■ INSTRUÇÕES
1. Resuma em duas frases o texto sobre a política de Mato Grosso.
2. Prolongue o texto sobre a política de Mato Grosso, começando logo depois da última frase.

Em tempo: não sei se é coincidência, mas em Mato Grosso todo mundo sabe que o radialista Lino Rossi acabou se elegendo deputado federal por ter sido abençoado, em seu início de carreira, justamente pelo senador Antero Paes de Barros e seu parceiro Dante de Oliveira, principais lideranças tucanas na região. Isso se deu através das ondas amigas da TV e Rádio Gazeta, veículos de comunicação cujo surgimento e crescimento em Mato Grosso, aliás, também provocaram uma investigação judicial que se arrasta até hoje, o Secomgate, na qual o PMDB do ex-senador Carlos Bezerra acusa Dante e Antero de terem favorecido este surgimento e este crescimento com fartas verbas do erário já que controlaram o governo do estado por oito anos.

■ DADOS FORNECIDOS
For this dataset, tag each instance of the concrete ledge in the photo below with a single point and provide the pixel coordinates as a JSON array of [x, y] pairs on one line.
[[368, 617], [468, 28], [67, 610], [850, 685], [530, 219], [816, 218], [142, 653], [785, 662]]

■ RESULTADOS DOS EXERCÍCIOS
1. Em Mato Grosso, todos sabem que o radialista Lino Rossi se elegeu deputado federal porque, no início da carreira, recebeu o apoio do senador Antero Paes de Barros e de Dante de Oliveira, principais lideranças tucanas na região, por meio da TV e da Rádio Gazeta. O surgimento e o crescimento desses veículos deram origem ao Secomgate, investigação judicial que se arrasta até hoje, na qual o PMDB do ex-senador Carlos Bezerra acusa Dante e Antero de os terem favorecido com fartas verbas do erário nos oito anos em que controlaram o governo do estado.

2.
Lembro que foi que Antero quem abriu espaço em A Gazeta para que Lino se lançasse à fama como radialista, comandando o programa policialesco Cadeia Neles, de onde se projetou para um mandato na Câmara dos Deputados. Lembro e cito este fato para reforçar minha argumentação de que esse é um caso de certa complexidade, com diversas variantes e que não pode ser resolvido apenas com declarações de uma ou outra parte, com notinhas de um blogueiro insone ou mal dormido ou com a mera divulgação de listas e mais listas. Há que se investigar. Há que se sedimentar na população o interesse pela perfeita comprovação da culpa. Há que se defender, permanentemente, o devido processo legal. Os males da democracia só se resolvem com mais democracia.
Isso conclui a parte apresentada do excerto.